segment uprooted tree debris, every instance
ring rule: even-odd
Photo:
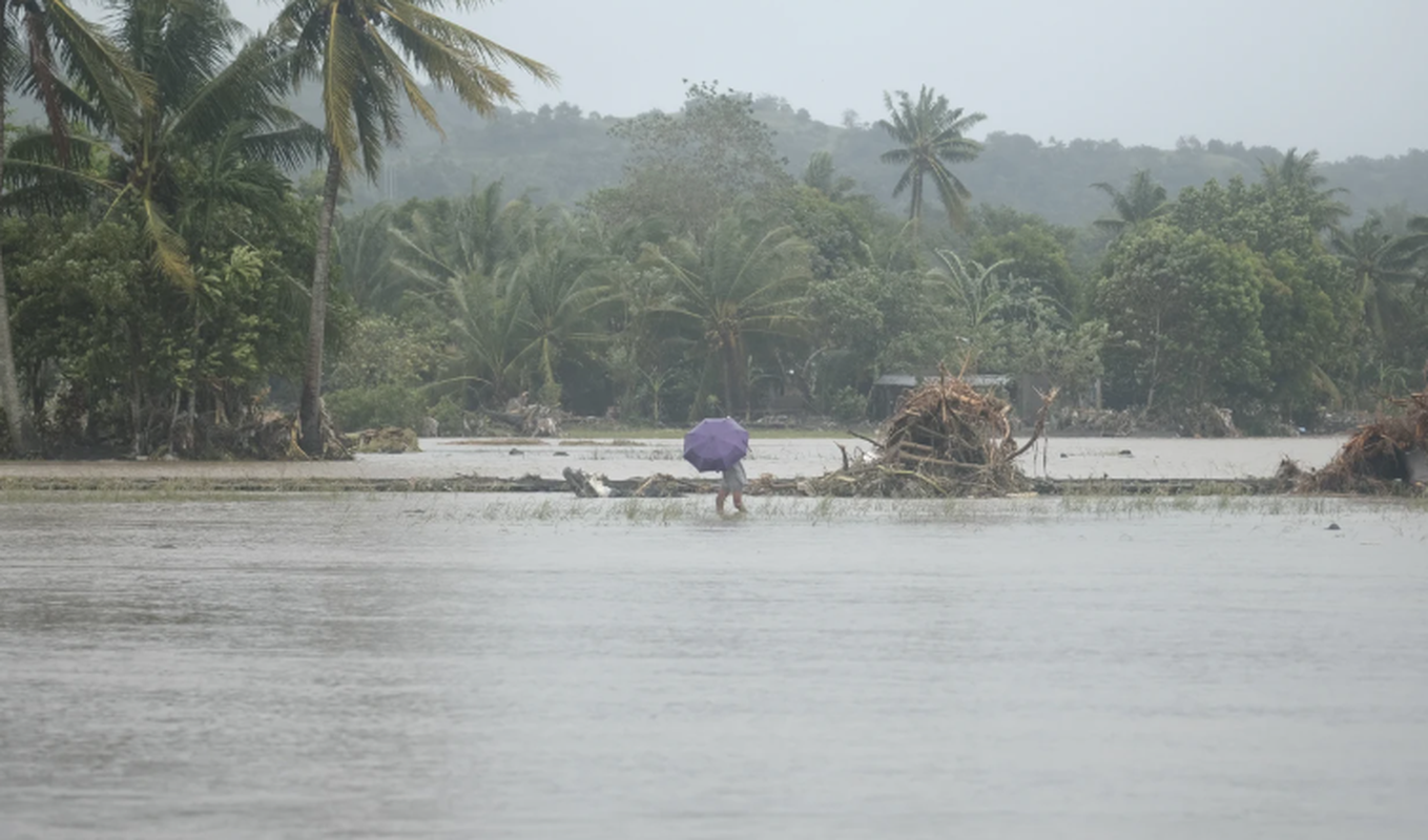
[[[1004,496],[1031,489],[1015,459],[1041,438],[1057,398],[1042,395],[1035,428],[1017,445],[1011,405],[942,371],[910,391],[867,459],[844,452],[840,471],[808,481],[827,496]]]
[[[1294,475],[1302,493],[1395,493],[1428,483],[1428,391],[1392,404],[1401,415],[1361,426],[1324,469],[1299,473],[1285,463],[1281,475]]]

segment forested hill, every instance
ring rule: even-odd
[[[614,117],[561,104],[538,111],[503,110],[494,118],[481,118],[450,94],[434,93],[434,97],[447,131],[446,143],[420,121],[410,120],[403,147],[387,153],[383,183],[357,187],[358,204],[466,193],[473,178],[481,183],[504,178],[511,194],[530,190],[537,200],[571,204],[620,180],[625,147],[610,135]],[[316,118],[313,104],[308,91],[298,110]],[[775,143],[791,171],[801,173],[814,151],[825,150],[833,153],[840,174],[853,177],[863,191],[892,204],[898,170],[878,161],[891,143],[870,121],[850,114],[845,126],[828,126],[774,97],[758,98],[755,113],[777,131]],[[990,117],[988,123],[994,123],[995,114]],[[1105,195],[1091,188],[1098,181],[1120,185],[1135,170],[1147,168],[1174,195],[1182,187],[1201,185],[1211,178],[1257,178],[1261,161],[1277,163],[1282,153],[1218,140],[1184,140],[1175,150],[1161,150],[1125,147],[1114,140],[1042,143],[1024,134],[994,131],[981,157],[958,165],[957,171],[975,201],[1010,205],[1058,224],[1082,225],[1107,210]],[[1355,212],[1398,204],[1409,211],[1428,211],[1428,151],[1321,161],[1319,171],[1329,184],[1348,191],[1345,200]]]
[[[357,204],[461,194],[471,188],[473,180],[504,180],[510,194],[530,191],[540,201],[573,204],[620,181],[625,145],[610,135],[617,117],[561,104],[537,111],[501,108],[496,117],[483,118],[448,93],[428,91],[428,96],[441,116],[446,141],[420,120],[410,118],[403,145],[387,151],[381,184],[356,185]],[[974,103],[965,104],[974,110]],[[39,121],[39,111],[27,100],[17,106],[17,121]],[[308,120],[320,118],[313,90],[298,96],[296,108]],[[830,151],[841,175],[854,178],[864,193],[891,207],[901,207],[891,195],[898,170],[878,163],[891,144],[871,120],[850,116],[844,126],[828,126],[767,96],[755,100],[754,108],[777,131],[775,143],[791,171],[801,173],[813,153]],[[990,117],[988,123],[995,123],[997,116]],[[992,131],[981,157],[958,165],[957,173],[977,203],[1008,205],[1080,227],[1107,210],[1105,195],[1091,184],[1124,184],[1131,173],[1144,168],[1175,195],[1211,178],[1255,178],[1261,161],[1272,164],[1282,154],[1278,148],[1220,140],[1188,138],[1174,150],[1162,150],[1127,147],[1114,140],[1037,141],[1025,134]],[[1385,158],[1321,160],[1318,168],[1329,184],[1348,191],[1344,198],[1355,214],[1395,205],[1428,212],[1425,150]]]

● **Problem**
List each line of the records that contains the word "segment" and copy every such line in full.

● **Solved exercise**
segment uprooted tree debris, every instance
segment forested hill, every instance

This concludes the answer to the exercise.